AIM OF THE TASK: Copy back every line of the items below word for word. Leave the pictures out of your reply.

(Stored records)
※
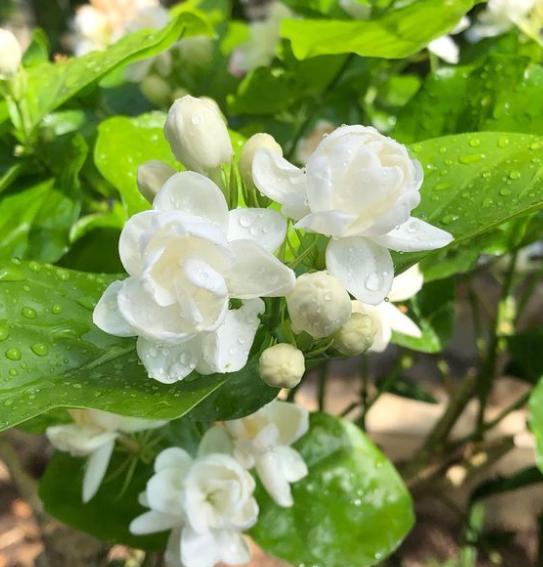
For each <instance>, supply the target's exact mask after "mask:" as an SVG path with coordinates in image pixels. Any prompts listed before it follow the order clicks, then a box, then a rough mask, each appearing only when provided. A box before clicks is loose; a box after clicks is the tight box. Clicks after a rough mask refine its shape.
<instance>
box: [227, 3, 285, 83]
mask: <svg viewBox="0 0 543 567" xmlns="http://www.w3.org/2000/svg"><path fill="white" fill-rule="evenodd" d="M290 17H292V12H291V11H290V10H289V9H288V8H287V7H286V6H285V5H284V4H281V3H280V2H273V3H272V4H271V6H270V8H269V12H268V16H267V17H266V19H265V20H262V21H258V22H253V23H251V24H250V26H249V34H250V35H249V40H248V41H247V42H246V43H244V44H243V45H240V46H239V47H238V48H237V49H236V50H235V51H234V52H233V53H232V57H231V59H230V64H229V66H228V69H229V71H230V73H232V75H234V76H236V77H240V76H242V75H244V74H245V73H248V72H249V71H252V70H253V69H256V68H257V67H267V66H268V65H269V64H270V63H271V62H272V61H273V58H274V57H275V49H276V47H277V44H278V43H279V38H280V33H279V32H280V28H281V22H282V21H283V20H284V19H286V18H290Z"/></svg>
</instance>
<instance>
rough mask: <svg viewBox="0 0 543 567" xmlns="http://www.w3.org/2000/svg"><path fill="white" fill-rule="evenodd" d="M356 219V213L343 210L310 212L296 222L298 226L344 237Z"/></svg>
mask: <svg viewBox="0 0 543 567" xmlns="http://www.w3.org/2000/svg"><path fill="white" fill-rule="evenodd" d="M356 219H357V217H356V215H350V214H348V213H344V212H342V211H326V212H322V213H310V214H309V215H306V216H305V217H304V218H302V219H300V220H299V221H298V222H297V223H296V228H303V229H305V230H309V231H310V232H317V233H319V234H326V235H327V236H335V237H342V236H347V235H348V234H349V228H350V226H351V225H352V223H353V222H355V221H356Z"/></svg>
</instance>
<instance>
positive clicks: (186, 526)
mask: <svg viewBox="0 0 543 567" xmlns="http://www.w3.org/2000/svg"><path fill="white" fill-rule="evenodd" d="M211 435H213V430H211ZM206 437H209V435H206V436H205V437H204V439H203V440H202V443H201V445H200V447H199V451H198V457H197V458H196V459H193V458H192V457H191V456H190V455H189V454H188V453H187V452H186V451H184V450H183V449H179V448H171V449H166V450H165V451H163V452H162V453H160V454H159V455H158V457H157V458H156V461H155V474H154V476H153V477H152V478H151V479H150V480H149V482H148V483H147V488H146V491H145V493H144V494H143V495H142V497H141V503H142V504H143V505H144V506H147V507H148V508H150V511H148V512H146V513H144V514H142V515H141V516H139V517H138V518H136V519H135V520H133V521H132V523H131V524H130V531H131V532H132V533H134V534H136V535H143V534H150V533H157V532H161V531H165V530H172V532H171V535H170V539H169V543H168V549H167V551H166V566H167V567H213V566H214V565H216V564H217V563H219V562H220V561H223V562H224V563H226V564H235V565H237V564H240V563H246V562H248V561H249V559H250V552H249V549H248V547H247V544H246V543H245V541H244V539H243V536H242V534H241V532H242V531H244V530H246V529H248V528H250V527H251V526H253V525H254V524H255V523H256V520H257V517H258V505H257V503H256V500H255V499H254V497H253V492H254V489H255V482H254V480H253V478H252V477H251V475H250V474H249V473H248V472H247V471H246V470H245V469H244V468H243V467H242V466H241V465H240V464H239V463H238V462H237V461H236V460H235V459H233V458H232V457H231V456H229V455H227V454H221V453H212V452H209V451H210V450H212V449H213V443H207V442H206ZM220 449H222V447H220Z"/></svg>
※
RESPONSE TO THE TASK:
For each <instance>, supply the target's exact mask after "mask:" as an SVG path with coordinates in image pixels. Any prompts listed before it follow the order clicks, then a box, then a rough mask, each appearing only when provided. A box before clicks is loose; a box after clicks is the tight box. Clicks after a rough mask refine its shape.
<instance>
box: [227, 3, 285, 83]
mask: <svg viewBox="0 0 543 567" xmlns="http://www.w3.org/2000/svg"><path fill="white" fill-rule="evenodd" d="M290 17H292V12H291V11H290V10H289V9H288V8H287V7H286V6H285V5H284V4H281V3H280V2H273V3H272V4H271V6H270V8H269V12H268V16H267V17H266V19H265V20H262V21H258V22H253V23H251V24H250V26H249V34H250V35H249V40H248V41H247V42H246V43H244V44H243V45H240V46H239V47H238V48H237V49H236V50H235V51H234V52H233V53H232V57H231V59H230V64H229V66H228V69H229V71H230V73H232V75H234V76H236V77H240V76H242V75H244V74H245V73H248V72H249V71H252V70H253V69H256V68H257V67H267V66H268V65H269V64H270V63H271V62H272V61H273V58H274V57H275V49H276V47H277V44H278V43H279V38H280V33H279V32H280V28H281V22H282V21H283V20H284V19H286V18H290Z"/></svg>
</instance>
<instance>
rough mask: <svg viewBox="0 0 543 567" xmlns="http://www.w3.org/2000/svg"><path fill="white" fill-rule="evenodd" d="M356 219V213L343 210L310 212L296 222L298 226L344 237Z"/></svg>
mask: <svg viewBox="0 0 543 567" xmlns="http://www.w3.org/2000/svg"><path fill="white" fill-rule="evenodd" d="M356 219H357V217H356V215H350V214H348V213H344V212H342V211H326V212H322V213H310V214H309V215H306V216H305V217H304V218H302V219H300V220H299V221H298V222H297V223H296V228H303V229H305V230H309V231H310V232H317V233H319V234H326V235H327V236H335V237H342V236H347V235H348V234H349V228H350V226H351V225H352V223H353V222H355V221H356Z"/></svg>
</instance>
<instance>
positive clicks: (186, 526)
mask: <svg viewBox="0 0 543 567" xmlns="http://www.w3.org/2000/svg"><path fill="white" fill-rule="evenodd" d="M211 435H213V430H211ZM206 437H209V435H206V436H205V437H204V439H203V440H202V443H201V445H200V447H199V451H198V457H197V458H196V459H193V458H192V457H191V456H190V455H189V454H188V453H187V452H186V451H184V450H183V449H179V448H171V449H166V450H165V451H163V452H162V453H160V454H159V455H158V457H157V458H156V461H155V474H154V476H153V477H152V478H151V479H150V480H149V482H148V483H147V488H146V491H145V493H144V494H143V495H142V497H141V503H142V504H143V505H144V506H147V507H148V508H150V511H148V512H146V513H144V514H142V515H141V516H139V517H138V518H136V519H135V520H133V521H132V523H131V524H130V531H131V532H132V533H134V534H136V535H143V534H150V533H157V532H161V531H165V530H172V532H171V535H170V539H169V543H168V549H167V551H166V566H167V567H213V566H214V565H216V564H217V563H219V562H220V561H223V562H224V563H226V564H235V565H237V564H240V563H246V562H248V561H249V559H250V552H249V549H248V547H247V544H246V543H245V541H244V539H243V536H242V534H241V532H242V531H244V530H246V529H248V528H250V527H251V526H253V525H254V524H255V523H256V520H257V517H258V505H257V503H256V500H255V499H254V497H253V492H254V489H255V482H254V480H253V478H252V477H251V475H250V474H249V473H248V472H247V471H246V470H245V469H244V468H243V467H242V466H241V465H240V464H239V463H238V462H237V461H236V460H235V459H233V458H232V457H231V456H229V455H227V454H221V453H212V452H209V451H210V450H212V449H213V443H207V442H206ZM220 449H222V447H220Z"/></svg>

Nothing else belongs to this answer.